# OPDRACHT
Verander in het debatfragment over jeugdbescherming "jeugdbeschermers" in "jeugdzorgwerkers" en geef daarna alles vanaf "Mevrouw Kooiman (SP): Ik kan" tot en met "zien te voorkomen." opnieuw weer.

# LEESTEKST
╔══

De voorzitter: Mevrouw Van der Burg, dit is een voorschot op uw eigen inbreng. Ik trek deze tijd dan ook af van uw spreektijd.

Mevrouw Kooiman (SP): Ik kan het betoog van mevrouw Van der Burg wel begrijpen. Ook de SP heeft in het verleden wel eens gevraagd om de gegevens openbaar te maken. Ik weet dat de bestuurders nu onder de balkenendenorm functioneren, want daar hebben wij eerder naar gevraagd. Desalniettemin vind ik het zorgelijk dat wij moeten kijken naar de overhead, dat ben ik volkomen eens met mevrouw Van der Burg. Maar de SP-fractie vindt dat in de tussentijd kinderen niet de dupe mogen worden van oplopende wachtlijsten en van het werken boven de caseloadnorm. Daar gaat mijn betoog over. Ik ben er heel erg voor om te bezien hoe we de overhead kunnen minimaliseren, maar ik wil vooral dat geen enkel kind hier de dupe van wordt. Momenteel hebben we te maken met een caseloadverhoging naar 19. Daar zitten de meeste jeugdbeschermers nu wel op, en dat wil ik zien te voorkomen.

Mevrouw Van der Burg (VVD): We zijn het erover eens dat de kinderen niet de dupe mogen worden, maar we weten ook dat het pompen van geld in een sector waar het niet goed zit, vaak niet in het belang van het kind is. Is mevrouw Kooiman het met mij eens dat we daar heel goed naar moeten kijken?

Mevrouw Kooiman (SP): Ik vind dat we nu moeten proberen om die tekorten op te vullen. In de tussentijd moeten we bezien hoe we de overhead kunnen aanpakken, zodat uiteindelijk blijkt of we de kosten kunnen verminderen of niet. Tot die tijd zitten kinderen in de knel, omdat jeugdbeschermers boventallig werken en omdat de wachtlijsten oplopen. Dat wil ik niet. Ik wil dat de staatssecretaris er alles aan doet om dat te voorkomen. Ik vind dat die tekorten nu aangevuld moeten worden.

Mevrouw Van Toorenburg (CDA): Voorzitter. Het is een zorgelijke ontwikkeling dat wij hier vandaag dit debat hebben naar aanleiding van geluiden uit de sector en van de onderzoeksraad, die heeft gekeken naar de kindveiligheid. Het laatste rapport staat niet op de agenda. Gelet op de conclusie – namelijk dat de overheid de veiligheid onder de huidige omstandigheden niet kan waarborgen – wil ik er toch aandacht aan besteden.

╚══

# UITTREKSEL DATASET
╔══

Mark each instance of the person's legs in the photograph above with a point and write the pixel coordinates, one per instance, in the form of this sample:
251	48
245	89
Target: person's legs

╚══

# ANTWOORD
Mevrouw Kooiman (SP): Ik kan het betoog van mevrouw Van der Burg wel begrijpen. Ook de SP heeft in het verleden wel eens gevraagd om de gegevens openbaar te maken. Ik weet dat de bestuurders nu onder de balkenendenorm functioneren, want daar hebben wij eerder naar gevraagd. Desalniettemin vind ik het zorgelijk dat wij moeten kijken naar de overhead, dat ben ik volkomen eens met mevrouw Van der Burg. Maar de SP-fractie vindt dat in de tussentijd kinderen niet de dupe mogen worden van oplopende wachtlijsten en van het werken boven de caseloadnorm. Daar gaat mijn betoog over. Ik ben er heel erg voor om te bezien hoe we de overhead kunnen minimaliseren, maar ik wil vooral dat geen enkel kind hier de dupe van wordt. Momenteel hebben we te maken met een caseloadverhoging naar 19. Daar zitten de meeste jeugdzorgwerkers nu wel op, en dat wil ik zien te voorkomen.